▸ DOCUMENT PASSAGE:
I’ve been posting snapshots if some of the conservation work ahead for our upcoming new exhibits. The Alaska State Library Archives and Museum (SLAM) project is in the construction phase, with opening of the new building planned for June 2016. There are approximately 22 interpretive areas, around 90 exhibit cases, and roughly 2,500 objects. The interpretive area addressed by this post is called “Sails on the Horizon: Foreign Voyagers in Native Alaska.” Many of the items in it are maps and prints about early explorers in the area and what some of the first encounters were like between Europeans and Alaska Natives. Because there are not a lot of conservation treatments needed in this section, I’m going to include images of the voyage between the different locations in downtown Juneau that conservators will be working this summer, since I will have 3 graduate conservation students voyaging here to work with me and I bet they would like a glimpse (more on them later)…
Paper conservator Karen Zukor came up in January to consult with us. Here she is explaining the issues with an artwork. L to R curator Steve Henrikson, exhibit curator Jackie Manning, back of my head, exhibit designer Aaron Elmore, exhibit coordinator Paul Gardinier, and Karen Zukor. Some Wonderwall specimens in foreground. More on that later!
V-A-144 this image of the disaster at Lituya Bay was collected by Governor Heintzleman in France. It has some staining and mat issues that will require treatment. This is the image Karen was discussing in the previous pic.
95-37-4-3 chest Sometimes called a Russian Chest or a Chinese Chest, these camphorwood chests covered with painted leather tacked down with brass tacks were part of early trade and found now in many Alaskan museum collections. They almost always have the kind of damage seen here.

▸ EXERCISE 1: According to the museum conservation post, when is the new building planned to open?
▸ EXERCISE 2: Please pick up the museum conservation post after its last sentence and keep writing.

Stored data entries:
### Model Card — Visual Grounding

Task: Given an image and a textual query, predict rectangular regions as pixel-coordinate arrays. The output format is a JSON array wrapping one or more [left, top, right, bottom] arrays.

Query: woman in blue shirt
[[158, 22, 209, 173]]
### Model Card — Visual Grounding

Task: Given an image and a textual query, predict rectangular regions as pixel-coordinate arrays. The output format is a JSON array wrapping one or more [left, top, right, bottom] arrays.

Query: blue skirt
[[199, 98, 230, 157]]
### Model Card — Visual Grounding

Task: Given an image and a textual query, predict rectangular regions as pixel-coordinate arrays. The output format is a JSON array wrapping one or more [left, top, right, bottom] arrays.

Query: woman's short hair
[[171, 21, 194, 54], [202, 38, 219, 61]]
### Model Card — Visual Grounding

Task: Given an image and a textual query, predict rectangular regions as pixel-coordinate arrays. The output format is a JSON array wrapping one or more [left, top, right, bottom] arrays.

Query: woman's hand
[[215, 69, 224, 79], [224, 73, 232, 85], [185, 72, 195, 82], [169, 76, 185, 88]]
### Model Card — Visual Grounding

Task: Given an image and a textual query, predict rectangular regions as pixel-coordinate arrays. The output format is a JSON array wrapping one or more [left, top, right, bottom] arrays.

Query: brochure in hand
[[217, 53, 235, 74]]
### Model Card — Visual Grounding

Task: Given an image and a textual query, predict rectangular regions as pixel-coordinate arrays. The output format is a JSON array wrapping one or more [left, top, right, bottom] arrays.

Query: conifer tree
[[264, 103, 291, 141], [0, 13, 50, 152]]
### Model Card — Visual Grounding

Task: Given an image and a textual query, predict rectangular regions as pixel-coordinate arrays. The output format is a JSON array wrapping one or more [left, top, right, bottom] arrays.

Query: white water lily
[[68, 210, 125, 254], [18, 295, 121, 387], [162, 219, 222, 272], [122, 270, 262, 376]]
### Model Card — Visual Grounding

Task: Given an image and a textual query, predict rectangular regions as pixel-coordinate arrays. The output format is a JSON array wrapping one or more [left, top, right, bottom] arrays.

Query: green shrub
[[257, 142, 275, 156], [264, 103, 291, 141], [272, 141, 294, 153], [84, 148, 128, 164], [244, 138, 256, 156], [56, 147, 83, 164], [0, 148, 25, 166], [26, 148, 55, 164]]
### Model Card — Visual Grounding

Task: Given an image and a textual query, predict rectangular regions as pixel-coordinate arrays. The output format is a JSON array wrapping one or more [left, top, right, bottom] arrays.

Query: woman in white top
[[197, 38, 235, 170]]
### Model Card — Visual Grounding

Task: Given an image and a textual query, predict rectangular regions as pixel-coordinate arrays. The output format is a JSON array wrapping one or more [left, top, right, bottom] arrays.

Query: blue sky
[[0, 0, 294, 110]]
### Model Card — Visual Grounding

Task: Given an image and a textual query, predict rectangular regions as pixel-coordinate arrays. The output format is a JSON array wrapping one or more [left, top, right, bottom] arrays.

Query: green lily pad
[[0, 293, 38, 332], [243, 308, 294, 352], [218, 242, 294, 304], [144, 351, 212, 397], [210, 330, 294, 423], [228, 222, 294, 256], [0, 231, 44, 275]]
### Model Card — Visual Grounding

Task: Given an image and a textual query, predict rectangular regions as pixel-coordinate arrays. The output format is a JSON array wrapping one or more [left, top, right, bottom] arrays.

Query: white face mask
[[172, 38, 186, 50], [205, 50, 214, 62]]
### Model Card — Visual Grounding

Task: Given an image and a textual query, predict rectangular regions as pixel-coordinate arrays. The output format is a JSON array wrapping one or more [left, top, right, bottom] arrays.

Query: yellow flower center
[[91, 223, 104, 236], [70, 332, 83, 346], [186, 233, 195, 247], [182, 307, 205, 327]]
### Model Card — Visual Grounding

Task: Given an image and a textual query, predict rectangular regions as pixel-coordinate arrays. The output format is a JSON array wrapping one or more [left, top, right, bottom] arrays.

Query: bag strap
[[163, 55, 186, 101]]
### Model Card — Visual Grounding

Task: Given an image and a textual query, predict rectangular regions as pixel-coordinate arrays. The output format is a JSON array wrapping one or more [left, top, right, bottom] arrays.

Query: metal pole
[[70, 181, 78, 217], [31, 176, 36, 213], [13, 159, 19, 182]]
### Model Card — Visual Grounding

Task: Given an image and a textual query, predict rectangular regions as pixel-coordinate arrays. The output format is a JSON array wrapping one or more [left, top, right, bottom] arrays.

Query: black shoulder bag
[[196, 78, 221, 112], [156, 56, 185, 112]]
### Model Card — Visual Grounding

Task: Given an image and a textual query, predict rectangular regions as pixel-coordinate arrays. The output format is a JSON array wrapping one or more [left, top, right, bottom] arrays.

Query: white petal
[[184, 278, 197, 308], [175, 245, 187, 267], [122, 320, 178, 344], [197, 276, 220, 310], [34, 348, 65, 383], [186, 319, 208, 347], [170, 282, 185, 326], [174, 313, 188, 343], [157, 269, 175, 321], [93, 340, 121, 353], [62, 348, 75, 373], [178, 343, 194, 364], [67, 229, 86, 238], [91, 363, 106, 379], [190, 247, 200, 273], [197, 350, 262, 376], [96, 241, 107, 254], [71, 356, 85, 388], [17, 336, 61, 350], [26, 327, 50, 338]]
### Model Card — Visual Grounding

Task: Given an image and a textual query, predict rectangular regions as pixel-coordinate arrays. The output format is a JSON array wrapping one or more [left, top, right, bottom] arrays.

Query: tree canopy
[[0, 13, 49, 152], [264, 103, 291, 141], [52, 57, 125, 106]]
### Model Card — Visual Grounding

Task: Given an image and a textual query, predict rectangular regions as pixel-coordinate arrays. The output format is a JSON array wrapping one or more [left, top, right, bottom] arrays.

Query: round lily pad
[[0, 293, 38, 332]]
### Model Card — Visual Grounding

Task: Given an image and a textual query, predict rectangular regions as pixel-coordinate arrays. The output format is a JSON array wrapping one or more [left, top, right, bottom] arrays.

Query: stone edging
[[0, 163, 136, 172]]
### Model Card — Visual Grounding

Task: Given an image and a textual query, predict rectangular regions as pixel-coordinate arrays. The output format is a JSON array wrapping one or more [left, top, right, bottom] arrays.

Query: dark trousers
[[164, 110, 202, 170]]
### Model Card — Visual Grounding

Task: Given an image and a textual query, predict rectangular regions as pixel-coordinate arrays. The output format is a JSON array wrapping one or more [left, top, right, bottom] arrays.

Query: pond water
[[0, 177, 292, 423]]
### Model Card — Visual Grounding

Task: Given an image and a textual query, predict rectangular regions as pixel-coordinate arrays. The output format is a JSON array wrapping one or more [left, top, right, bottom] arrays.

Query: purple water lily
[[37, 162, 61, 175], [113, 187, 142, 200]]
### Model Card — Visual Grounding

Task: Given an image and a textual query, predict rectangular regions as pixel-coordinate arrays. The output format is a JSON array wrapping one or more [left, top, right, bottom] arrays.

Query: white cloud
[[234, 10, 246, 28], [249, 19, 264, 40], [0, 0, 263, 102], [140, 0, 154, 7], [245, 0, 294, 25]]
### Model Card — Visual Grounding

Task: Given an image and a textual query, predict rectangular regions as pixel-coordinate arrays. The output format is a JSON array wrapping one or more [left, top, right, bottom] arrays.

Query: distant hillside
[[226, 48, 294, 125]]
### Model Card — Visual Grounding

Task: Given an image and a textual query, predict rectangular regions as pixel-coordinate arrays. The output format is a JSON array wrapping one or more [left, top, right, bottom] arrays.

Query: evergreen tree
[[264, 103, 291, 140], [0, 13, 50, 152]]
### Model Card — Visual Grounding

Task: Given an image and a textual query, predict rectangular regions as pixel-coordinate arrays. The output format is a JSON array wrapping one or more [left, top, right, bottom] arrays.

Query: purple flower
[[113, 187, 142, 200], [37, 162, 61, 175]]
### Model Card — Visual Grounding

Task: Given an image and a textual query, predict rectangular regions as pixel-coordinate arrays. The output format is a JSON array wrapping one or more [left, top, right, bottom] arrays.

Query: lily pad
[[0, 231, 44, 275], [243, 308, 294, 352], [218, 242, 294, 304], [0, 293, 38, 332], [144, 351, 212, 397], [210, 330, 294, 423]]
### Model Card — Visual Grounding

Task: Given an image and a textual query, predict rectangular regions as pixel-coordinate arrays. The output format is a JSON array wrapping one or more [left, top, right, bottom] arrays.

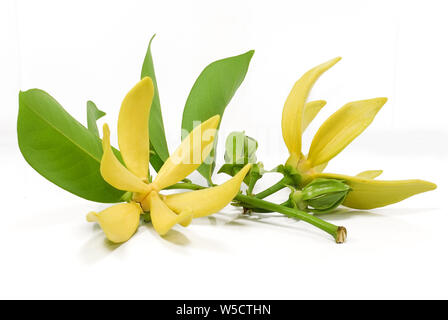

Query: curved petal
[[164, 164, 252, 218], [148, 191, 193, 236], [87, 202, 142, 243], [118, 77, 154, 180], [100, 124, 150, 193], [302, 100, 327, 133], [308, 98, 387, 167], [153, 115, 220, 189], [356, 170, 383, 179], [313, 162, 328, 173], [315, 173, 437, 209], [282, 57, 341, 156]]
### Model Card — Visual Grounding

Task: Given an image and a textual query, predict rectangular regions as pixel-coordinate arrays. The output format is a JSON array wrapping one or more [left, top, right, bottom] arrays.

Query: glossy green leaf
[[17, 89, 124, 202], [141, 35, 170, 171], [87, 100, 106, 137], [182, 50, 254, 184]]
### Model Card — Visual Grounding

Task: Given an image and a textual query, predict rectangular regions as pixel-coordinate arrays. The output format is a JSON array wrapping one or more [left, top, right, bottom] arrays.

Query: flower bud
[[87, 202, 142, 243], [291, 178, 350, 213], [224, 131, 258, 165]]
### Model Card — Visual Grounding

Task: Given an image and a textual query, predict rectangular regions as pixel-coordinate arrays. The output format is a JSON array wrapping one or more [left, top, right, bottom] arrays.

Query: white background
[[0, 0, 448, 299]]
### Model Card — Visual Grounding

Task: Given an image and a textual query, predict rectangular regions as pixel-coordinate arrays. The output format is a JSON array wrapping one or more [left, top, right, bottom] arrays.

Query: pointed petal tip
[[205, 114, 221, 128], [103, 123, 110, 134], [139, 76, 153, 88]]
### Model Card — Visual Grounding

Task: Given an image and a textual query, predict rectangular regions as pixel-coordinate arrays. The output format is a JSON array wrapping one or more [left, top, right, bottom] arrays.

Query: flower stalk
[[167, 183, 347, 243]]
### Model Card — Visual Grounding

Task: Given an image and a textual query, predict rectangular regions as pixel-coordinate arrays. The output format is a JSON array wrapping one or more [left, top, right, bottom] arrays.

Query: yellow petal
[[313, 162, 328, 173], [100, 124, 150, 193], [148, 191, 192, 236], [118, 77, 154, 180], [153, 115, 220, 189], [315, 173, 437, 209], [164, 164, 252, 218], [302, 100, 327, 133], [282, 57, 341, 156], [308, 98, 387, 167], [356, 170, 383, 179], [87, 202, 141, 243]]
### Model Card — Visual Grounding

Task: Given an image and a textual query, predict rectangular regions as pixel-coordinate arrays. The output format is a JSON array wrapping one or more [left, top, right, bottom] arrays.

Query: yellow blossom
[[87, 77, 251, 242], [282, 57, 436, 209]]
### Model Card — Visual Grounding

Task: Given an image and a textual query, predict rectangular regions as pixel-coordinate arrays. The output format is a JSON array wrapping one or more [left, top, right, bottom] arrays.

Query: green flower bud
[[291, 178, 350, 213], [224, 131, 258, 164]]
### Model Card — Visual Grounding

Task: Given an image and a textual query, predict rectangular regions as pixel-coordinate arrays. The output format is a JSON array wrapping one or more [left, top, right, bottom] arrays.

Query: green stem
[[235, 194, 347, 243], [255, 177, 291, 199], [166, 183, 347, 243]]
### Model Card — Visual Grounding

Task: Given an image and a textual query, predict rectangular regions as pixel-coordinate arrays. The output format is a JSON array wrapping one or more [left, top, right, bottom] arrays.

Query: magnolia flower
[[87, 77, 251, 243], [282, 57, 436, 209]]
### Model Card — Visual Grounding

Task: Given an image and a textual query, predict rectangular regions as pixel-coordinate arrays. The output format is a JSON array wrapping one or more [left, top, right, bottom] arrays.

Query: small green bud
[[224, 131, 258, 164], [291, 178, 350, 213]]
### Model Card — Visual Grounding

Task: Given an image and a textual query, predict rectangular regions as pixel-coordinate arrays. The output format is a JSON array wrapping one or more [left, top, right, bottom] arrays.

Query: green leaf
[[87, 100, 106, 137], [17, 89, 124, 202], [141, 35, 170, 171], [182, 50, 254, 184]]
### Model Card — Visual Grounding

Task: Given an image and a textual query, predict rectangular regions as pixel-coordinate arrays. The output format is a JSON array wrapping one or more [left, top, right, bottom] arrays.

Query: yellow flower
[[282, 57, 436, 209], [87, 77, 251, 243]]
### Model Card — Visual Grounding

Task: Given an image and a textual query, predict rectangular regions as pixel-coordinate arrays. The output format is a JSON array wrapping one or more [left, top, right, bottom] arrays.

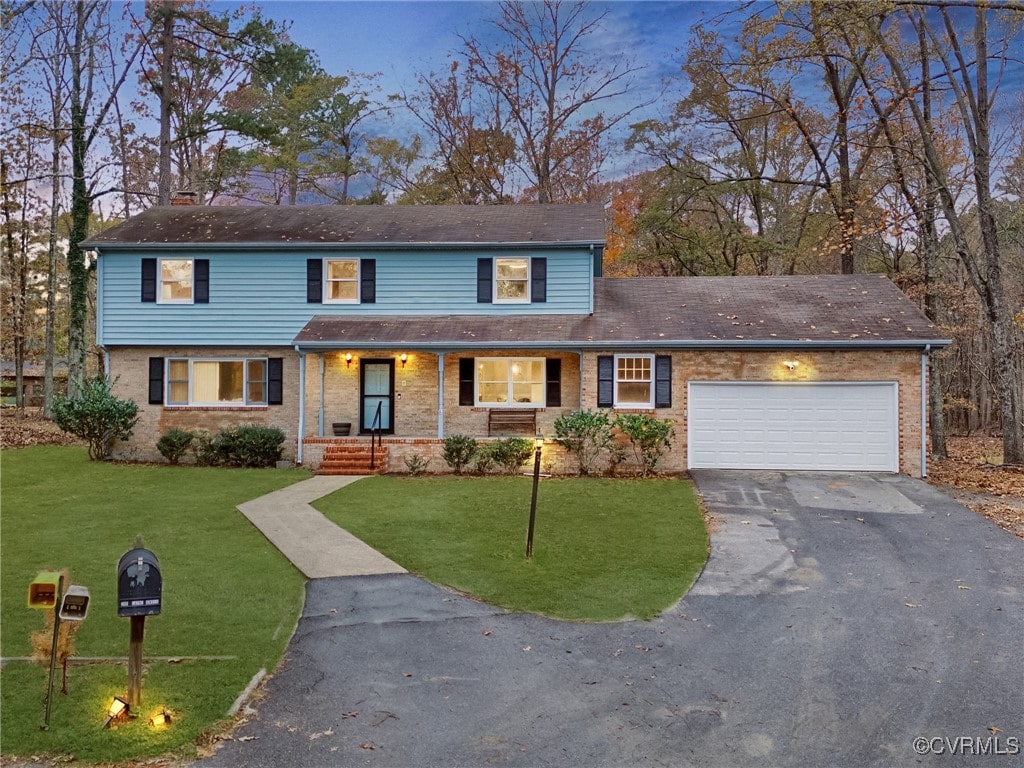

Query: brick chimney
[[171, 189, 196, 206]]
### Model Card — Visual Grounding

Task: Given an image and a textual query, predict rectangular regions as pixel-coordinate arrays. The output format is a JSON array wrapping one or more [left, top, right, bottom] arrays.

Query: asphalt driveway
[[200, 471, 1024, 768]]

▸ FINAL ANSWER 1: June 2016

▸ FINAL ANSWER 2:
Now for the walking tour! This is my desk in the State Office Building (folks here call it the SOB and they don’t even snicker).
This is the front section of my temporary lab space. It is an alternately exploding and collapsing universe of clutter. It will be tidier when interns come…for a while.
This is the back section of the temporary lab space, with a sink and a lot of supplies. All those totes are from the 1000+ shipwreck artifacts we finished up last summer…
This is the SOB atrium, where folks can get coffee, snacks, and free wifi. That Haida totem pole by Dwight Wallace is in the museum collections (II-B-1632) but is not moving.
That organ under cover and its pipes in the chamber are in the museum collections too (III-O-688) but not moving. You can hear it played live most Fridays over the lunch hour.
This is the P2 level entrance of the SOB, where we exit to head over to the Vault.
As you leave the SOB, you see Bullwinkle’s, which is great for after work pizza, popcorn and a pitcher with co-workers. Next door is the Twilight Café, which has my favorite Americano in town and a divine pork adobo burrito. We cut across this parking lot to go toward the Vault.
Here is the site of the new building as it looks on a rainy Thursday, March 5, 2015. The weather may at times be that lousy this summer, but hopefully there will be sunny days, too.
This is the side of the building, and right around where the blue tarps are is the future conservation lab area.
Oops, wait, turn around! Some orientation. The tallest building in the background, behind the blue and yellowish one, is the SOB. The blue one on the hill is the fisherman’s lobbyist building. And the reddish orange one is my house!
There’s the bus, it stops several places near the site. And the building with the blue stripes is Thibodeau’s, which has a convenience store for sandwiches and coffee and friendly banter with Henry.
If you cut between Thibodeau’s and the Driftwood hotel, there’s the Sandpiper Café, great breakfast and tasty lunch…especially the exotic burgers and waffle cut fries…
Just past the Sandpiper a bit you’ll see the Vault, the completed section of the SLAM building that houses our collections. We need PPE to get on site, including a hard hat, orange vest, goggles, and sturdy shoes.
We enter the Vault through the exhibits shop, which is still being set up.
This is the metals section of the shop, where a LOT of mount making is going to be happening this summer. It just started in earnest last week!
Here’s the Collections Processing Room (CPR) where the layouts, photography, and incoming objects are dealt with.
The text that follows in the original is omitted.